*PROBLEM STATEMENT*: In the entries below, lay out every line from the one holding "on pavement it can find." through the one holding "[0,0,675,240]", inclusive, as a JSON list of strings with one string per line. Leave out blank lines.

*GIVEN RECORDS*:
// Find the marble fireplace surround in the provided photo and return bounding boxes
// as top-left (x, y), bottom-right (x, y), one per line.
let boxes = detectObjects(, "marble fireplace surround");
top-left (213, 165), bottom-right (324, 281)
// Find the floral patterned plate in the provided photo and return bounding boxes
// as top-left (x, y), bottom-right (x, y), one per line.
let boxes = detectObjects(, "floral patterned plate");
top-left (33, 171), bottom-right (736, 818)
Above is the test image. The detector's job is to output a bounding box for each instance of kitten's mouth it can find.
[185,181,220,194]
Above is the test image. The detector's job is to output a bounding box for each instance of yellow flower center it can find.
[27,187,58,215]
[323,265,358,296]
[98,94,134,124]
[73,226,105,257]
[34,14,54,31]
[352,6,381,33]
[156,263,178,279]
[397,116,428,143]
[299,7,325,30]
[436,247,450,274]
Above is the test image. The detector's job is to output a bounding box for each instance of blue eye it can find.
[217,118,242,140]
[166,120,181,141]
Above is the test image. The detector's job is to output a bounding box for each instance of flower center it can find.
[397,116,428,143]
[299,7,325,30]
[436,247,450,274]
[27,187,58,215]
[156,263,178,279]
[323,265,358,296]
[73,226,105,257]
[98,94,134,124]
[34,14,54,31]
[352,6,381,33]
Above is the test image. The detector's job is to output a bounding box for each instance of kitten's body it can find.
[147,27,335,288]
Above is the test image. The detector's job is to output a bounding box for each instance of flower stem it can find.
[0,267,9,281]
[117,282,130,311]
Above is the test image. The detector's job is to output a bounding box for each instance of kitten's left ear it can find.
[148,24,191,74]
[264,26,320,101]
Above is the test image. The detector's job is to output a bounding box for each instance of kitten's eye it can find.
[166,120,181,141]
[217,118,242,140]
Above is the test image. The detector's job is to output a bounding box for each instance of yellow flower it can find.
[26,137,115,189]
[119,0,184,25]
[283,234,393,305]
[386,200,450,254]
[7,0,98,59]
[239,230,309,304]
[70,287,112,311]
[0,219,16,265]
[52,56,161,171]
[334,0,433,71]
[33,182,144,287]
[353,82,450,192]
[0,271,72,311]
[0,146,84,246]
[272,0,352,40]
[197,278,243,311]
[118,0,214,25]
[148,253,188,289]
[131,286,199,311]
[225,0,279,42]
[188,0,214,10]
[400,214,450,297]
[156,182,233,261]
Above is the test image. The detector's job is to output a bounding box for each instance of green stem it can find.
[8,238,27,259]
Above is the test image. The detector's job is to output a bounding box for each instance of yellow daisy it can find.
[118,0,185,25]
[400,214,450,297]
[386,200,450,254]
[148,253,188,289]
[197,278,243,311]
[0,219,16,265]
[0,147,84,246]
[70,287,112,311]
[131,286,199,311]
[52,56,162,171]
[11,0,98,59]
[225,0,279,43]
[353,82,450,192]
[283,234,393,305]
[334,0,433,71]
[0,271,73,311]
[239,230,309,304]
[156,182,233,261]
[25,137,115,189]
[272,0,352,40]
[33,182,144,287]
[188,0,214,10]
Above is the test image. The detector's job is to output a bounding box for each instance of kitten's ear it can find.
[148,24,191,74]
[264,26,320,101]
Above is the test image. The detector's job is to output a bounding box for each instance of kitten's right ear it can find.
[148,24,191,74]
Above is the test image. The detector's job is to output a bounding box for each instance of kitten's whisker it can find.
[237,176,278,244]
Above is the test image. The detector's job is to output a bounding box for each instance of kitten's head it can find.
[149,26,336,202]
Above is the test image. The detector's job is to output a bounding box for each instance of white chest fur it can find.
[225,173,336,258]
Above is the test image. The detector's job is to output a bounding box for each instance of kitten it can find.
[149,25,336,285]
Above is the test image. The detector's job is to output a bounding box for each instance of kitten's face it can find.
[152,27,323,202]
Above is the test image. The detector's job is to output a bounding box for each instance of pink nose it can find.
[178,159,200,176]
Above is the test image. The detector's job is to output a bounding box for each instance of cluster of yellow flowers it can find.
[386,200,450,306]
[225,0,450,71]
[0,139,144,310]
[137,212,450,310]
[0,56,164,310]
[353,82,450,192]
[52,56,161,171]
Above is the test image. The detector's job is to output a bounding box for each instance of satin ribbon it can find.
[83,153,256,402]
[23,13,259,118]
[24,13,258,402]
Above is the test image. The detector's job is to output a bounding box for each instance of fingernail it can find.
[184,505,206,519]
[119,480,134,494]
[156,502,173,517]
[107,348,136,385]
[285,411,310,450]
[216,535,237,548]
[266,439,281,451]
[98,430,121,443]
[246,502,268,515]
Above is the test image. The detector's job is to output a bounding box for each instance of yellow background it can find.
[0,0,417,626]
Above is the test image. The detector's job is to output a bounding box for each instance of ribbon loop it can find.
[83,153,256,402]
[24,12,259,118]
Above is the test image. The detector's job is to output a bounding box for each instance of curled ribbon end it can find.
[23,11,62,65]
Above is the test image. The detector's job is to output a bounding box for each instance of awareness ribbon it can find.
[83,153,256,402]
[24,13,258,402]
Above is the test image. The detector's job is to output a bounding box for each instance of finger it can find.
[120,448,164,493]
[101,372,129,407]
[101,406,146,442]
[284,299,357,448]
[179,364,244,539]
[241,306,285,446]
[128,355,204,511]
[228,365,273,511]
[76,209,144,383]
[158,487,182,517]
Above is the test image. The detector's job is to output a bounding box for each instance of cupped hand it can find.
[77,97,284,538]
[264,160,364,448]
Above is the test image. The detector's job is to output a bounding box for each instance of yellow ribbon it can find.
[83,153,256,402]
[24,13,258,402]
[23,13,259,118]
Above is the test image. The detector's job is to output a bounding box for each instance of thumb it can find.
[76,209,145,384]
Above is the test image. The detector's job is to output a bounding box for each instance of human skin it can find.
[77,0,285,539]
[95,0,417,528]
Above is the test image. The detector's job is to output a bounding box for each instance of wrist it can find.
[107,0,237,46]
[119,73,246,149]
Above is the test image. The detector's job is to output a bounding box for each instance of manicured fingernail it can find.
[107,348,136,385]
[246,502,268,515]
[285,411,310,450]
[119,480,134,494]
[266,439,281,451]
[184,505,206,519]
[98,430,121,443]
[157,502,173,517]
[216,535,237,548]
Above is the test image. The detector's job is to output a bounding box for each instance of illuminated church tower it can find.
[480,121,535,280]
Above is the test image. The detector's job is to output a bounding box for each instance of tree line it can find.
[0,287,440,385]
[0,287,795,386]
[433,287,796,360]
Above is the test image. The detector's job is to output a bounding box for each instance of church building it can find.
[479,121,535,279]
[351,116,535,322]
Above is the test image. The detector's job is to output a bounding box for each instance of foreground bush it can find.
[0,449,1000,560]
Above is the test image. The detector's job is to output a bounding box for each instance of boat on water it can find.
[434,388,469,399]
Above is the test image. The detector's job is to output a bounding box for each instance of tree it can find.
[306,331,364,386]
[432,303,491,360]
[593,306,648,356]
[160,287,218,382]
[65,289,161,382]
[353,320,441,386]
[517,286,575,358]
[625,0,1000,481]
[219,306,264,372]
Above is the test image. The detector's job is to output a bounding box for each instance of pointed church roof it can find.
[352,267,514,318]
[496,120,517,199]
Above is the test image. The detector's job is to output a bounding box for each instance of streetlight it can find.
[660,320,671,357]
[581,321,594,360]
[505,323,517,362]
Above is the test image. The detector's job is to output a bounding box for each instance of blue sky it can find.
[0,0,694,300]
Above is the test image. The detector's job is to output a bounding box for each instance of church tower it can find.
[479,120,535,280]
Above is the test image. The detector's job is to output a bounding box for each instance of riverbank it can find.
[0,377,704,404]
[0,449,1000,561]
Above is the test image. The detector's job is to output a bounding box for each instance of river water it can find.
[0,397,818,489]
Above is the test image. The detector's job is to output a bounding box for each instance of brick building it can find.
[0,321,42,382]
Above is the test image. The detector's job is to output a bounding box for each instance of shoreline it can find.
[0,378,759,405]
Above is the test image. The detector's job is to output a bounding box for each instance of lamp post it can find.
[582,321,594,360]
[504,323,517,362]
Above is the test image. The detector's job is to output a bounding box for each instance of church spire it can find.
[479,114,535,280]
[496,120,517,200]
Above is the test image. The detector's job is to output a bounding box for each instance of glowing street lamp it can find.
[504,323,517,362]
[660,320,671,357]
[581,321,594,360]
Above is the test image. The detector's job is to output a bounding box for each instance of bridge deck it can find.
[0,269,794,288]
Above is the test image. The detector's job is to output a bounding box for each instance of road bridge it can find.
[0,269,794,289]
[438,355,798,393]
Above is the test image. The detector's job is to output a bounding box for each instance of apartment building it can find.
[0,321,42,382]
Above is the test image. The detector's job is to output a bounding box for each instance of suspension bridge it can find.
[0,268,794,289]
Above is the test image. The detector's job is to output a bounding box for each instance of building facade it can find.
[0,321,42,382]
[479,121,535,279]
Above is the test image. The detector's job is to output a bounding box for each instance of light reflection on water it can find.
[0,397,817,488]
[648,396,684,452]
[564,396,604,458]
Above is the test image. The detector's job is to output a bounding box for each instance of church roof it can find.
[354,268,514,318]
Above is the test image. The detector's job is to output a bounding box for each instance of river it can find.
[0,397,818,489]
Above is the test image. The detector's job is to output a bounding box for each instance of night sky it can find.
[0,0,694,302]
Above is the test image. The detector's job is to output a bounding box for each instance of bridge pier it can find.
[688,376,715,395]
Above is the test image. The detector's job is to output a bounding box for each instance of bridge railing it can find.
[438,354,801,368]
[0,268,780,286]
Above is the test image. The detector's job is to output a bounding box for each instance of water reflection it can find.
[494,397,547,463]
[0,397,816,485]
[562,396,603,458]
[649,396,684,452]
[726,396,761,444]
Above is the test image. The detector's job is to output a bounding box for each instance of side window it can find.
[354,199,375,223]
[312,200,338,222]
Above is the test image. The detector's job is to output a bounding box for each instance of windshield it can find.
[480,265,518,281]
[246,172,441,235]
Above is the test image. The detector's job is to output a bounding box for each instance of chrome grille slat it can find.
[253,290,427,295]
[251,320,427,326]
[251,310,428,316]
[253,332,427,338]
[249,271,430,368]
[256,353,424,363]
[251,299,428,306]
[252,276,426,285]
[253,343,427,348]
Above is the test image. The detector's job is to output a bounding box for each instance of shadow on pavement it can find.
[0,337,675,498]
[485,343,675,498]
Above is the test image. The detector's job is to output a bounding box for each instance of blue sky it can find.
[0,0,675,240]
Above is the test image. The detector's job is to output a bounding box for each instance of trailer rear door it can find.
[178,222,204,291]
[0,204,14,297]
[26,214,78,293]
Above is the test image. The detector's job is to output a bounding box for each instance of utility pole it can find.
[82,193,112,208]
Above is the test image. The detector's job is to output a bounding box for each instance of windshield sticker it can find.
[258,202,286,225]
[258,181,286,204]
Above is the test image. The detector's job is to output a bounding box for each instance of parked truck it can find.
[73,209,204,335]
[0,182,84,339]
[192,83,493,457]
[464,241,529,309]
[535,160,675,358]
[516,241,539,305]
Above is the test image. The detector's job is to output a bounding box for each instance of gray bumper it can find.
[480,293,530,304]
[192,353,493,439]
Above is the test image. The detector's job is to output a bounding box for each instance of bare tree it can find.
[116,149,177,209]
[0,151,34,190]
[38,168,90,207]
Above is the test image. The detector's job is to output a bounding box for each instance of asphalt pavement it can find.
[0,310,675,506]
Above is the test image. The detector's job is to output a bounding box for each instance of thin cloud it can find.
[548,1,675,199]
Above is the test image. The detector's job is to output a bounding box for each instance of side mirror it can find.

*SOLUTION FOR THIS PROBLEM*:
[
  "Above is the test image. The detector's job is to output a bounding box for each instance of shadow on pavement it can find.",
  "[0,337,675,498]",
  "[485,343,675,498]",
  "Above is the test image. The detector's job is to output a bounding box for each instance of blue sky it can find.",
  "[0,0,675,240]"
]